TASK TO CARRY OUT: Repeat every one of the records below word for word, in the same order.

===== EXCERPTED RECORDS =====

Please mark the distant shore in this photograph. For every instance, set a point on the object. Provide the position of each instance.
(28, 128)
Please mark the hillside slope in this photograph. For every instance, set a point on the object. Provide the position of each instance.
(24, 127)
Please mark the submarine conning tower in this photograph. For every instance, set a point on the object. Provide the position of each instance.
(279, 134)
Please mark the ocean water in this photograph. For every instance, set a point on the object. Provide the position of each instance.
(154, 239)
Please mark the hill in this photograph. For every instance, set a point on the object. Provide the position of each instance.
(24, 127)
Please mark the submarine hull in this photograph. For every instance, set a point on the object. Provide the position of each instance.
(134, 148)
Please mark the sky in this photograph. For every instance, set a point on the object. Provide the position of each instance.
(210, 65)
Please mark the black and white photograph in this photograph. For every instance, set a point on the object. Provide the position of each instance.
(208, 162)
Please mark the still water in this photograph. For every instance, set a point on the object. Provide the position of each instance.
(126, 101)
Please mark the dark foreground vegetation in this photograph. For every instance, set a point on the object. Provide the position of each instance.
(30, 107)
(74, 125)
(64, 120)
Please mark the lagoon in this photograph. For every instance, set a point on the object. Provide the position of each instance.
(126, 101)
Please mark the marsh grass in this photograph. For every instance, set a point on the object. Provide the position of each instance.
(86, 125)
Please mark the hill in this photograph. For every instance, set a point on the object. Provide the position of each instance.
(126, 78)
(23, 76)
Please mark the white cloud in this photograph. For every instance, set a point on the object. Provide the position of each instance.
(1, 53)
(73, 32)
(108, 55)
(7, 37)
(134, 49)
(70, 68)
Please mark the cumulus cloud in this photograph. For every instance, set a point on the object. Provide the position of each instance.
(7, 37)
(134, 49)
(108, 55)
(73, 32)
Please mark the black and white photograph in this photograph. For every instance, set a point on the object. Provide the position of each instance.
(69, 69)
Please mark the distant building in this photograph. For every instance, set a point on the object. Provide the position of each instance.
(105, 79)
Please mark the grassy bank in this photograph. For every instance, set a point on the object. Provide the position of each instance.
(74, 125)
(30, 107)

=====

TASK RESULT:
Please mark the distant shore in this photograph. For every instance, set a point on the object. Provide the position of each instance.
(28, 128)
Please mark the hillside slope in this photograph. For every instance, set a point on the object. Provide the position of each instance.
(24, 127)
Please mark the submarine conning tower in this photograph. For every instance, set a point on the object. Provide the position of each instance.
(279, 134)
Please mark the ocean water in this photograph. For every instance, set a point on the object. Provide the position of each instance.
(154, 239)
Please mark the hill in this photograph. For every instance, set a point on the object. Provide the position of each instance.
(24, 127)
Please mark the submarine hull in this photograph. For every instance, set a point on the object. Provide the position of each instance.
(134, 148)
Please mark the sky in this photograph. For every instance, set a point on the object. Provide the position of each instance.
(210, 65)
Please mark the black and white photograph in this photograph. For every instance, set a point on the object. Provide the position of each instance.
(208, 162)
Please mark the still water in this photograph. For every instance, set a point on the object. Provide the position of each instance.
(126, 101)
Please mark the dark foreground vegetation in this photograph. For every instance, set a point on the object. Provide the position of each instance.
(30, 107)
(74, 125)
(64, 120)
Please mark the lagoon in this photograph. For every instance, set a point on the object. Provide the position of each instance.
(126, 101)
Please mark the marsh grass in this photograph. For every instance, set a point on the object. Provide the position of each instance.
(86, 125)
Please mark the hill in this photograph. For every instance, set a point on the object. Provide the position of each instance.
(126, 78)
(23, 76)
Please mark the white cloud in this photograph. For every instance, set a point on the object. Provide the position of each instance.
(1, 53)
(73, 32)
(108, 55)
(7, 37)
(134, 49)
(70, 68)
Please mark the cumulus cloud in this photograph. For every instance, set a point on the object. Provide the position of each instance.
(7, 37)
(134, 49)
(108, 55)
(73, 32)
Please mark the black and white photograph in this photograph. For every instance, set a point on the object. Provide the position of each instance.
(69, 69)
Please mark the distant building in this photograph. For every instance, set a point on the object. Provide the position of each instance.
(105, 79)
Please mark the grassy bank in this photograph. For every instance, set a point on the object. Provide the position of each instance.
(74, 125)
(30, 107)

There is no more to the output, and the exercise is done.